(Beginning of Data records)

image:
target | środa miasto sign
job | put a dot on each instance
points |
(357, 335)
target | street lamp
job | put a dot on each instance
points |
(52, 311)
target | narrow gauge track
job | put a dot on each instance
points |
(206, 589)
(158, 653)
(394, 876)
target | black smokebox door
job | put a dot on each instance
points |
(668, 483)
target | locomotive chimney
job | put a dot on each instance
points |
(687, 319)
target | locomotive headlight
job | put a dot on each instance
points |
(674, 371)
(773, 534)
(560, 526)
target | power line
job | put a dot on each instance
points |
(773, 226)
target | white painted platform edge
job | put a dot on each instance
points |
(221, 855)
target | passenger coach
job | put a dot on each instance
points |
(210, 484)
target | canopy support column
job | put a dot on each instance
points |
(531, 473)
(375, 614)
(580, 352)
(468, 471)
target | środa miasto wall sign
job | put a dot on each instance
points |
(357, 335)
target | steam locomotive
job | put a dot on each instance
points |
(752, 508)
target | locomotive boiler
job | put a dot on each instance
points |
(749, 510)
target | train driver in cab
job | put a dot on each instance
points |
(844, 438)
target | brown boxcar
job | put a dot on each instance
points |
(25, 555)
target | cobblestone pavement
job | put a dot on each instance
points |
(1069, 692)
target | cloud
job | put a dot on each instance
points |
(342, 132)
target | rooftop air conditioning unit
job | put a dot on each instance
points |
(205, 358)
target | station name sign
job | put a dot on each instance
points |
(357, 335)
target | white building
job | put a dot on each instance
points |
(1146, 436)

(End of Data records)
(Beginning of Data records)

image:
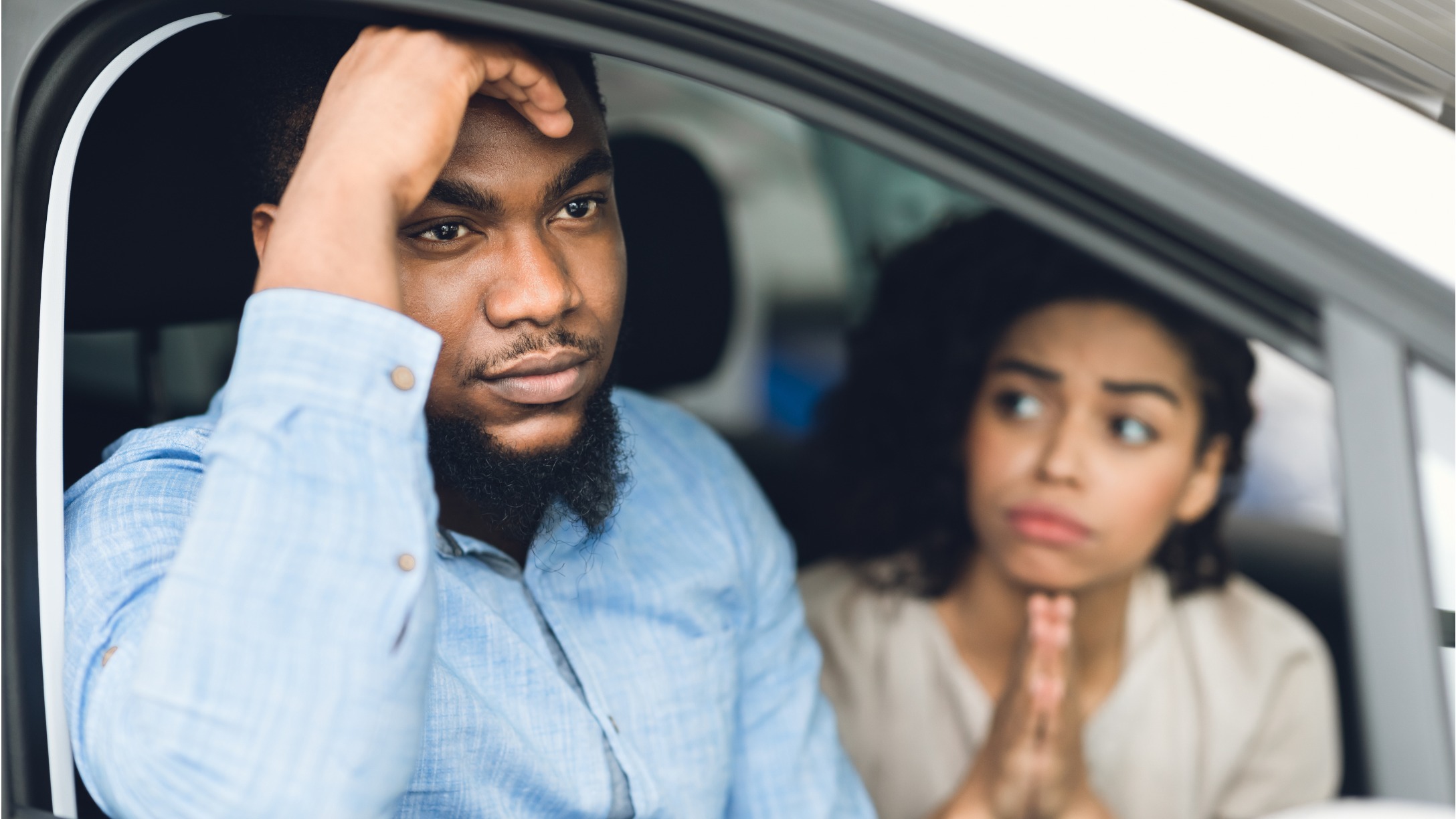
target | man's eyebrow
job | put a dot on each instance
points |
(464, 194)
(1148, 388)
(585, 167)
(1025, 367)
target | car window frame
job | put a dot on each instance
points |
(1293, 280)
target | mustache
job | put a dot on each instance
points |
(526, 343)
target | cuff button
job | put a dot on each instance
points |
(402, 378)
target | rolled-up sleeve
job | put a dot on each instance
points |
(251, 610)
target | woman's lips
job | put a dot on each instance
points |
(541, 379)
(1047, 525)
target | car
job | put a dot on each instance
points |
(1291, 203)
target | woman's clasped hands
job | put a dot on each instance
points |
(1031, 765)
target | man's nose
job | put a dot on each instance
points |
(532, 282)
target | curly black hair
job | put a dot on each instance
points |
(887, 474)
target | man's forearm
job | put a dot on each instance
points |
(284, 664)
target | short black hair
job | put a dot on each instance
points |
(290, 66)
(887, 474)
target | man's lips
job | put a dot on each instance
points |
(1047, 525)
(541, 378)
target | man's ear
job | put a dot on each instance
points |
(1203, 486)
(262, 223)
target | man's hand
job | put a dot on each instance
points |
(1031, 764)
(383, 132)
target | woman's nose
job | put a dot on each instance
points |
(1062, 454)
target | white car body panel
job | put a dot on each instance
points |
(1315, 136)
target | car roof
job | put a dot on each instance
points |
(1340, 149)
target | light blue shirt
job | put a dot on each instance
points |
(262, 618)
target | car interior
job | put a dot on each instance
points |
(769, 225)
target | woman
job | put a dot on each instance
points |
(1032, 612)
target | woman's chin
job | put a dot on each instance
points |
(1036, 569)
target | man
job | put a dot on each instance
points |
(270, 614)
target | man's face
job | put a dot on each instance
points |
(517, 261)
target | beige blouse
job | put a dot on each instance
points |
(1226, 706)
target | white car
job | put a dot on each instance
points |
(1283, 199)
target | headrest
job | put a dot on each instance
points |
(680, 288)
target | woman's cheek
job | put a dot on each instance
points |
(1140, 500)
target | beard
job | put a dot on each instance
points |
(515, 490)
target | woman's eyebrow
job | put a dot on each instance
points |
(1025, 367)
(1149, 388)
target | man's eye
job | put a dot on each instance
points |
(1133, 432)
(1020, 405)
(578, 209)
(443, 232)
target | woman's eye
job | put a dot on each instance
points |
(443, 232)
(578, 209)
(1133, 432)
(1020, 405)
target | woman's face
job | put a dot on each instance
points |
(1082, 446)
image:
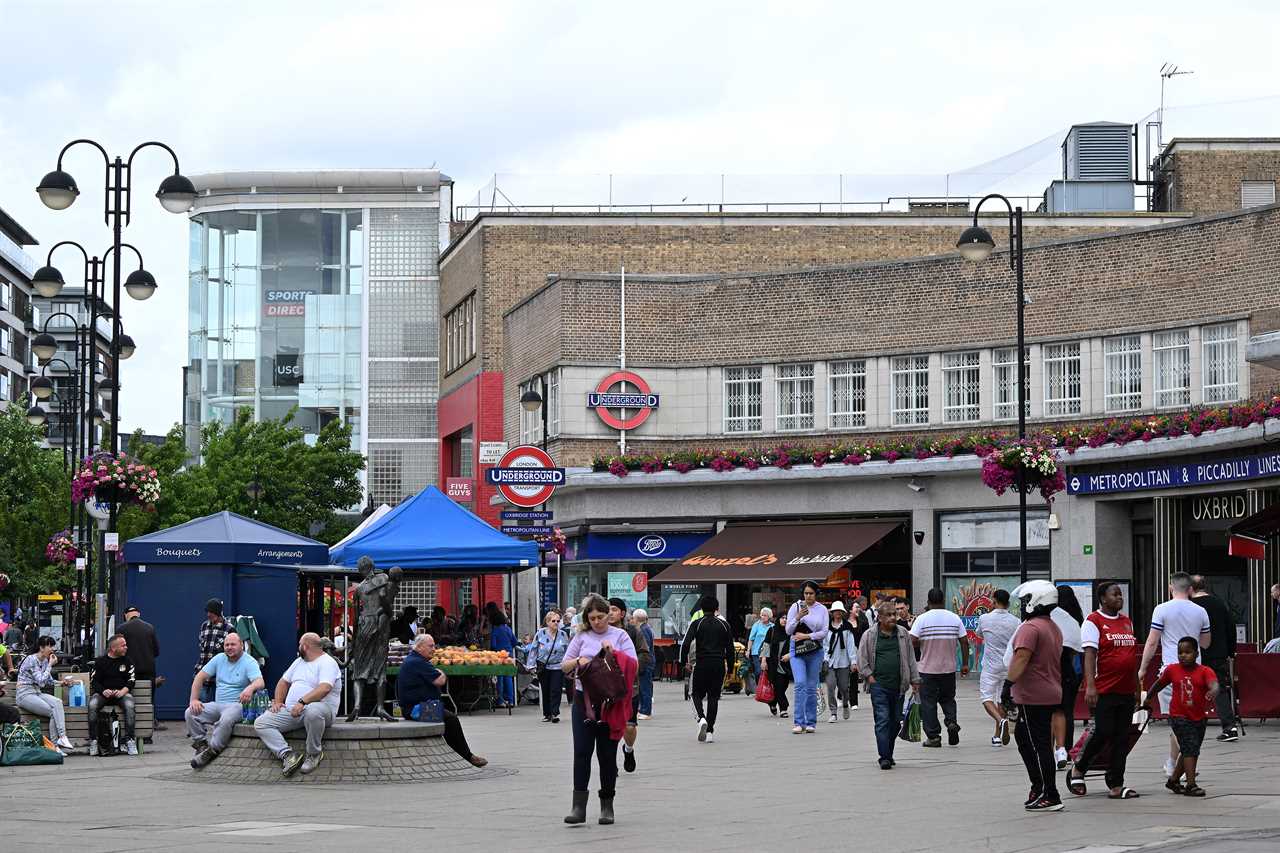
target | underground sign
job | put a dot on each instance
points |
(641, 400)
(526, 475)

(End of Data records)
(Beginning of Data records)

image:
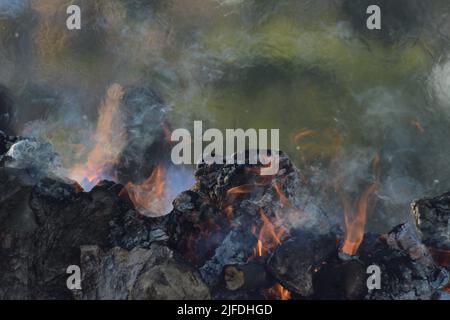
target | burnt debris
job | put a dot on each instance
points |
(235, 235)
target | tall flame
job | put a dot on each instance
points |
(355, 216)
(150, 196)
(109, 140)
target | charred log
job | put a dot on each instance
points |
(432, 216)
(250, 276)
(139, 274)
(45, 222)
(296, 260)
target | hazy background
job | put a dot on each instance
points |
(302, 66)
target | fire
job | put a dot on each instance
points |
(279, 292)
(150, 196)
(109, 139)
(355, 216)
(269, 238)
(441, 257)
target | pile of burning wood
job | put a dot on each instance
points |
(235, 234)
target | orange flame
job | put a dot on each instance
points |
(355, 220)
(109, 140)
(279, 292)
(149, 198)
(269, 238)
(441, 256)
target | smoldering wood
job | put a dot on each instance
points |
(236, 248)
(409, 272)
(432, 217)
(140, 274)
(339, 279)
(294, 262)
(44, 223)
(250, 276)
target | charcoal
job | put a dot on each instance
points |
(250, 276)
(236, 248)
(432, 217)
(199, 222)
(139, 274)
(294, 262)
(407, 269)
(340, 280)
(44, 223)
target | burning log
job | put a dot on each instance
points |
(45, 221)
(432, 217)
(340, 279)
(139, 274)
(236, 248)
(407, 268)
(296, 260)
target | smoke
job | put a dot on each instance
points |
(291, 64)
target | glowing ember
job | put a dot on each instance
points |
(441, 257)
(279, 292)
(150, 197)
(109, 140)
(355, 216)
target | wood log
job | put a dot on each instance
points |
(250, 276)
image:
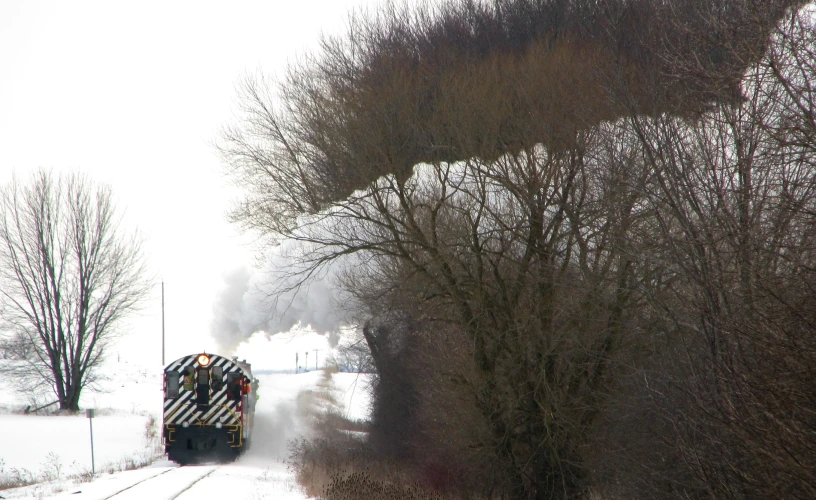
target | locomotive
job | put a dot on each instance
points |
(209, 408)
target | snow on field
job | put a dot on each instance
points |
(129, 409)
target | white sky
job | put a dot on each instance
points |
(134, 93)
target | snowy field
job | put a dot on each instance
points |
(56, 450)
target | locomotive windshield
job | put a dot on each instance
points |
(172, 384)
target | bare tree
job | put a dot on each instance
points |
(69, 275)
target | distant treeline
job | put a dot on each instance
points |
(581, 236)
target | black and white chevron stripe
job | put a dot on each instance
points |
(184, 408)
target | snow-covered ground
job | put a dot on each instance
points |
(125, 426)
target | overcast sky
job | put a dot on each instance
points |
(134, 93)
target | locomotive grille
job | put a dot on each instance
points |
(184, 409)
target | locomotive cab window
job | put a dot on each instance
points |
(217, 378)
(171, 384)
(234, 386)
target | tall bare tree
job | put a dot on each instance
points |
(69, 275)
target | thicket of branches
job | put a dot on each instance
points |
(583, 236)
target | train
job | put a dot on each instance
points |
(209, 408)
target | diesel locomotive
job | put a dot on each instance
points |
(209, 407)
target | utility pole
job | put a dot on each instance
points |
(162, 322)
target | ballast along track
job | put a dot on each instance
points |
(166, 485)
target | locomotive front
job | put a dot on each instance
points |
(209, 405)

(End of Data records)

Exercise instructions: How many lines in the records above hold the string "locomotive"? Only the number is wanted.

Result below: 10